What is needed: Report how many lines in the rows below contain the word "roof". Give only the number.

(Items from a data source)
********************
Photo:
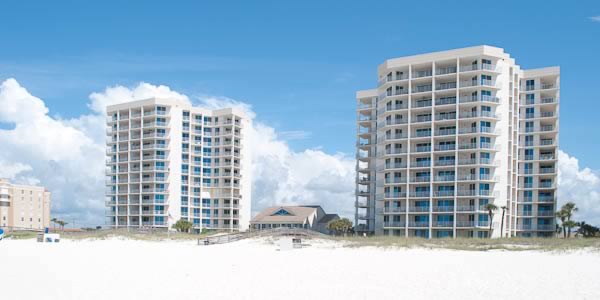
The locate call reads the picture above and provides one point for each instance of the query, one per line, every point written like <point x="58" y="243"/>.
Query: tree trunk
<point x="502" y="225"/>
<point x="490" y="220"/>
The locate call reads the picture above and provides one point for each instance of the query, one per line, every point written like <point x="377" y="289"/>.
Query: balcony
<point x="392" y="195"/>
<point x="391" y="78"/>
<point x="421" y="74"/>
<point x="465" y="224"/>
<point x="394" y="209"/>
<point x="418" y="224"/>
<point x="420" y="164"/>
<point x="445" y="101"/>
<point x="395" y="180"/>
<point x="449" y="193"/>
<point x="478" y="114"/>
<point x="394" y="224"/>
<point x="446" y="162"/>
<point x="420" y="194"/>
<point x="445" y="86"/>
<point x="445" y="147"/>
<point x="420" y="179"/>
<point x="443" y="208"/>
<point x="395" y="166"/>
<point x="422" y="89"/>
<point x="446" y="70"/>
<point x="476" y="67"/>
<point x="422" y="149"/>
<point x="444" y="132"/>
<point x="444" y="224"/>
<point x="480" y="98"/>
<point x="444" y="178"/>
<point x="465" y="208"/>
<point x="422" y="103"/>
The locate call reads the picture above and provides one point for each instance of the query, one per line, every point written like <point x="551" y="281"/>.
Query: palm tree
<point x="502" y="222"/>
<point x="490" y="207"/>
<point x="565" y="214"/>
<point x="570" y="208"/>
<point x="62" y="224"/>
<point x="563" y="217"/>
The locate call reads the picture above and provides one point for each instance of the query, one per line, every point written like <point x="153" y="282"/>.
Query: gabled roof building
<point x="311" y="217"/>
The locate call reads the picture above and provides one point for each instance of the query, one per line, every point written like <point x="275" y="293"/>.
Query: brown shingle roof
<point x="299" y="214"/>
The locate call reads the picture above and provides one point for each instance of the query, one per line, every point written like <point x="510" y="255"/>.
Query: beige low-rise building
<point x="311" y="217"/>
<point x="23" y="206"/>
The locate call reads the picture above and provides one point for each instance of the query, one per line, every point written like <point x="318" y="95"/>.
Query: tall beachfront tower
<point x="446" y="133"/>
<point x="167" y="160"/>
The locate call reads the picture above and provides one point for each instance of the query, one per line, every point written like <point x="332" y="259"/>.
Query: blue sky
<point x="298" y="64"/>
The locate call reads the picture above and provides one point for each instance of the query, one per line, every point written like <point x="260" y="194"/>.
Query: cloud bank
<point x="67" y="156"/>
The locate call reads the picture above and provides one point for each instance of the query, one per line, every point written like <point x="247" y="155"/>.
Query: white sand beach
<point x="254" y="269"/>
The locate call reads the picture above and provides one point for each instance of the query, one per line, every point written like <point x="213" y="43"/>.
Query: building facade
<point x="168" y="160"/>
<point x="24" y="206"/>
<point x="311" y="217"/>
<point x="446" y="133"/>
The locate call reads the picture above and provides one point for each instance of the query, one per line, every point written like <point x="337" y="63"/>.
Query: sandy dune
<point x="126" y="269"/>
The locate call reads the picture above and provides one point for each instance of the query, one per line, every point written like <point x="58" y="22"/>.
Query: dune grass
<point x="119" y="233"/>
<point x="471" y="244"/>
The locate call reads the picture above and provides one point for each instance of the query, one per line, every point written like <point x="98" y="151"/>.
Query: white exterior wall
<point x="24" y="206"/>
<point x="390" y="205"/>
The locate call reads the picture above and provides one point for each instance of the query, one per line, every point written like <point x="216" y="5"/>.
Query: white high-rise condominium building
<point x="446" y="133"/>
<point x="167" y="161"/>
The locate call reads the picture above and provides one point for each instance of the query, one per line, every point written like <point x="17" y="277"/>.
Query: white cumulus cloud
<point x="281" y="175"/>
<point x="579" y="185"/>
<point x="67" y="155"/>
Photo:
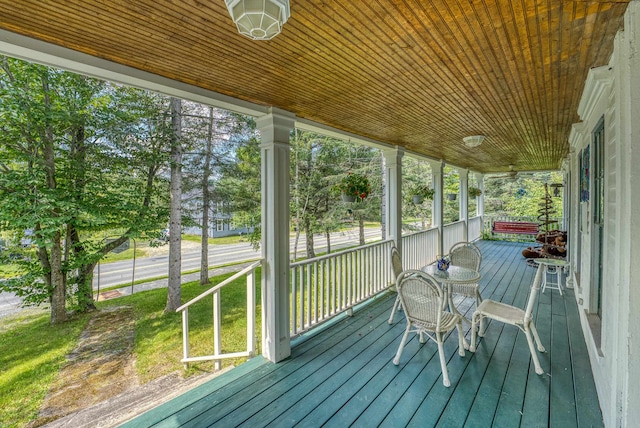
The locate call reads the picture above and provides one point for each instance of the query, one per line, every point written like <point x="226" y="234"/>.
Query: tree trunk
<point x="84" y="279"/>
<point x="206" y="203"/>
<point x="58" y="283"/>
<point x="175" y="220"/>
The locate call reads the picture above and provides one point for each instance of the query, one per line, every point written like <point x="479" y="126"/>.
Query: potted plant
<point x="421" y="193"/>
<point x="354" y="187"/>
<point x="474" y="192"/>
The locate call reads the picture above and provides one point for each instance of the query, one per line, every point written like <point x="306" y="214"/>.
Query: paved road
********************
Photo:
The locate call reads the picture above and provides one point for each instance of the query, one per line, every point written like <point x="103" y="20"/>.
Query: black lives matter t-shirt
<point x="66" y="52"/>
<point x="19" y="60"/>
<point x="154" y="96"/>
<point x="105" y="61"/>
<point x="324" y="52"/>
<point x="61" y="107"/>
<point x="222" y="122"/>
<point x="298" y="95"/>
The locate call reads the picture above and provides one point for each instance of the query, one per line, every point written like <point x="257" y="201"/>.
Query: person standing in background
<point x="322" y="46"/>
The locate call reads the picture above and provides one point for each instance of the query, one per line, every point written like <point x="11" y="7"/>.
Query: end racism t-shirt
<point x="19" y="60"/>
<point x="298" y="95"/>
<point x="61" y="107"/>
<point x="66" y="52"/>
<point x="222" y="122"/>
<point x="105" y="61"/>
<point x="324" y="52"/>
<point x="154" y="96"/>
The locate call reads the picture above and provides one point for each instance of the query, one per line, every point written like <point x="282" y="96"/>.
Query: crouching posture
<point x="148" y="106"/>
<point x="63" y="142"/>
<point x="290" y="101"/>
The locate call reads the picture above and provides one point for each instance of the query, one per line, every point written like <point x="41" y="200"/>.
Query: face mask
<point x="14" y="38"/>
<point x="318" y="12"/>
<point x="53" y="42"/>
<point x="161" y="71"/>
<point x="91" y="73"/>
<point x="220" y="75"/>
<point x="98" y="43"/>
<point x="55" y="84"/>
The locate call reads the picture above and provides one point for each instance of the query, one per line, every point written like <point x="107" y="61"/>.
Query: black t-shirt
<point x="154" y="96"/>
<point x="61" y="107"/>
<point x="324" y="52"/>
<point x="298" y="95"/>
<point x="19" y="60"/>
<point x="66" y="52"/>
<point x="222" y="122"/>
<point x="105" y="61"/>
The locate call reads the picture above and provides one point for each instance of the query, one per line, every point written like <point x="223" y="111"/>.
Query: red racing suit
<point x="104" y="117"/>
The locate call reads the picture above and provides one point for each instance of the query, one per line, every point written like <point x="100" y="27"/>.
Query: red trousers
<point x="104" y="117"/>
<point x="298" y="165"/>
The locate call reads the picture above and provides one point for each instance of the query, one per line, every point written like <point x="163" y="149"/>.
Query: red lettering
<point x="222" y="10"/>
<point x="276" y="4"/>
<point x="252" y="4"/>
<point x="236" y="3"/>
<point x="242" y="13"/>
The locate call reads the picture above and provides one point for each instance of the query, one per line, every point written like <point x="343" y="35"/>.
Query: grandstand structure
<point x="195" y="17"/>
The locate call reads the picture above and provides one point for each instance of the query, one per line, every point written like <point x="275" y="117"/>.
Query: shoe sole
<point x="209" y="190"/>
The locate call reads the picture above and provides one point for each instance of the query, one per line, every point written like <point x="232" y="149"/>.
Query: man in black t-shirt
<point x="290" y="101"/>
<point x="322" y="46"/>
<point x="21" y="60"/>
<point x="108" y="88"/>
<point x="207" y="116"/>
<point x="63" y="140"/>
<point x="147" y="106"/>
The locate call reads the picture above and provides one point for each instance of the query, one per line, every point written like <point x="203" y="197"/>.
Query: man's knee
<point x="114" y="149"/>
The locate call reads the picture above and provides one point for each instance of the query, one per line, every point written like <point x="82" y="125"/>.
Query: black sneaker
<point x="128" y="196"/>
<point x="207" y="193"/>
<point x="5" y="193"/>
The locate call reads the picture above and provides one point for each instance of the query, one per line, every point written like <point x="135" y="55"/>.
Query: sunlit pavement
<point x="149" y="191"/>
********************
Exercise solution: 2